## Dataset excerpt
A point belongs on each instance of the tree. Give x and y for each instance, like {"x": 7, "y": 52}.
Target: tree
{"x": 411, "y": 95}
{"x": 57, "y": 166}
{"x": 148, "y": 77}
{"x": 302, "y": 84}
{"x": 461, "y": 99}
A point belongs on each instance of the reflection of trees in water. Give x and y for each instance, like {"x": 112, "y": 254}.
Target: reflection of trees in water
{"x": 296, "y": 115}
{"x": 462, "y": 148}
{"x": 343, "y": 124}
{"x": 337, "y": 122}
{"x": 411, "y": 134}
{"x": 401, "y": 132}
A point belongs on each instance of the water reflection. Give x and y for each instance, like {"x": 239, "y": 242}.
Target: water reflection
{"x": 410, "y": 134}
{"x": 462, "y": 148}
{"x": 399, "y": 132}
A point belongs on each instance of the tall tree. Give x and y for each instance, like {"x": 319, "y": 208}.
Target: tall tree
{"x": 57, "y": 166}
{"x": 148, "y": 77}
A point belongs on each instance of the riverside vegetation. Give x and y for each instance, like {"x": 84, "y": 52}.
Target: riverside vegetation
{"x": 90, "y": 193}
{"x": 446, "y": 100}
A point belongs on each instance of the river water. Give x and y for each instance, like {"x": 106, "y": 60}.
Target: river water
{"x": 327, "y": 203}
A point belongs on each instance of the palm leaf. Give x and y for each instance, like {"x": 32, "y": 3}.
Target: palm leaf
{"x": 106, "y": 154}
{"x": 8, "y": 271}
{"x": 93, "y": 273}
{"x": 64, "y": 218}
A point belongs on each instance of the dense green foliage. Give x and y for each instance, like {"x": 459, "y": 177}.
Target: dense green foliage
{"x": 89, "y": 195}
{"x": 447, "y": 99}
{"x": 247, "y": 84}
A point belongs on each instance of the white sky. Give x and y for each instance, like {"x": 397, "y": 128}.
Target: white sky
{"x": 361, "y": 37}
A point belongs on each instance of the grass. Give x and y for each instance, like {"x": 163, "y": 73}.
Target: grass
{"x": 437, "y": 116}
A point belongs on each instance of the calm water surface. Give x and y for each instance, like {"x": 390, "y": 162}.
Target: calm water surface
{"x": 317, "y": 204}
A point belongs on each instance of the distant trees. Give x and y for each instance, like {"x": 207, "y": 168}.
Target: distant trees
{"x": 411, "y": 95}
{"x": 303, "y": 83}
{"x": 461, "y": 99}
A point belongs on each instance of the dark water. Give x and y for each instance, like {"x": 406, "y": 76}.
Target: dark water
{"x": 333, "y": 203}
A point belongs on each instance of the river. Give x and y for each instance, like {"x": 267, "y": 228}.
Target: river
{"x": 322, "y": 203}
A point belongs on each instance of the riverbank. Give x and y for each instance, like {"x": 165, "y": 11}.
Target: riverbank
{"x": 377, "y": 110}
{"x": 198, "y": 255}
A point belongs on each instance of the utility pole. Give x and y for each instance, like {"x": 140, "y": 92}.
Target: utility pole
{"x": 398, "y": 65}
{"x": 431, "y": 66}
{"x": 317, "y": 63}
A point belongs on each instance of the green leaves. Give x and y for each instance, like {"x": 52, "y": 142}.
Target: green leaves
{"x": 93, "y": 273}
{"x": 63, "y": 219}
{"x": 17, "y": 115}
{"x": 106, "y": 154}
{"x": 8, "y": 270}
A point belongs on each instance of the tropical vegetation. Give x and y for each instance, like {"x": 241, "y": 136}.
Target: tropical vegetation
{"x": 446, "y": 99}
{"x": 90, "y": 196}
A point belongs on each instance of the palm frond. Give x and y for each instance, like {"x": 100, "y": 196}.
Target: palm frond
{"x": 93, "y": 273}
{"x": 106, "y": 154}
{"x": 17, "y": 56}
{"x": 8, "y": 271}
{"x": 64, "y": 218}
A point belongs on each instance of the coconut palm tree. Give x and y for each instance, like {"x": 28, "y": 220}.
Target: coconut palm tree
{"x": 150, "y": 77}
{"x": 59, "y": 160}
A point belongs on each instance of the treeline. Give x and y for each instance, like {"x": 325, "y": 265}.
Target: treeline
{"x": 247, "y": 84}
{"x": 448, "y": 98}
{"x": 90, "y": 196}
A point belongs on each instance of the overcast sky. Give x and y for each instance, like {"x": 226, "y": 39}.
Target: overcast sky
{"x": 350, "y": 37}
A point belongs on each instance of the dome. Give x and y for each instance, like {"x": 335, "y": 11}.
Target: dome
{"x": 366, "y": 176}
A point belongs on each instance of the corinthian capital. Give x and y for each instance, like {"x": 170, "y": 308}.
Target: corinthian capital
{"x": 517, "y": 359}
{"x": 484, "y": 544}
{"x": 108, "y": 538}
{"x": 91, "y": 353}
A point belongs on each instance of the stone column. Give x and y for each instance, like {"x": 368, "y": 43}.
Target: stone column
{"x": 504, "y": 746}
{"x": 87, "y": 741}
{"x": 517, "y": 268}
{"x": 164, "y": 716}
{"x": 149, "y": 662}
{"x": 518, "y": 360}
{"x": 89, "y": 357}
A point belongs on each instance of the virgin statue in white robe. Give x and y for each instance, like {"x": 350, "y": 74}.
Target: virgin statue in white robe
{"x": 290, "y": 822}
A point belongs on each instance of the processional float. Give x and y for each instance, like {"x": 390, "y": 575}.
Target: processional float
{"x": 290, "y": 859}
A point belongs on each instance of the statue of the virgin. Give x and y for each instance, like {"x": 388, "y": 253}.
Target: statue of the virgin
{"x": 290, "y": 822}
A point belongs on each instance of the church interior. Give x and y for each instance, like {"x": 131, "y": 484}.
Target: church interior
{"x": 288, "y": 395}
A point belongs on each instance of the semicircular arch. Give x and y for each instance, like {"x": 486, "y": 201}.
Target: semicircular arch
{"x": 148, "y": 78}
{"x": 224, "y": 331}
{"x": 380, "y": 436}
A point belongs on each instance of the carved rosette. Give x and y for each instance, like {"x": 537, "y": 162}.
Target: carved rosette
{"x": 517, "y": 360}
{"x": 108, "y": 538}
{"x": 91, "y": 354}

## Directions for this task
Reproduce the listing from the line containing "A point belongs on each instance of the carved" through its end, swapping "carved rosette" for "sculpted rosette" and keeping everything else the same.

## The output
A point belongs on each instance of the sculpted rosette. Give x and y for each instance, like {"x": 537, "y": 162}.
Target: sculpted rosette
{"x": 517, "y": 360}
{"x": 108, "y": 538}
{"x": 91, "y": 354}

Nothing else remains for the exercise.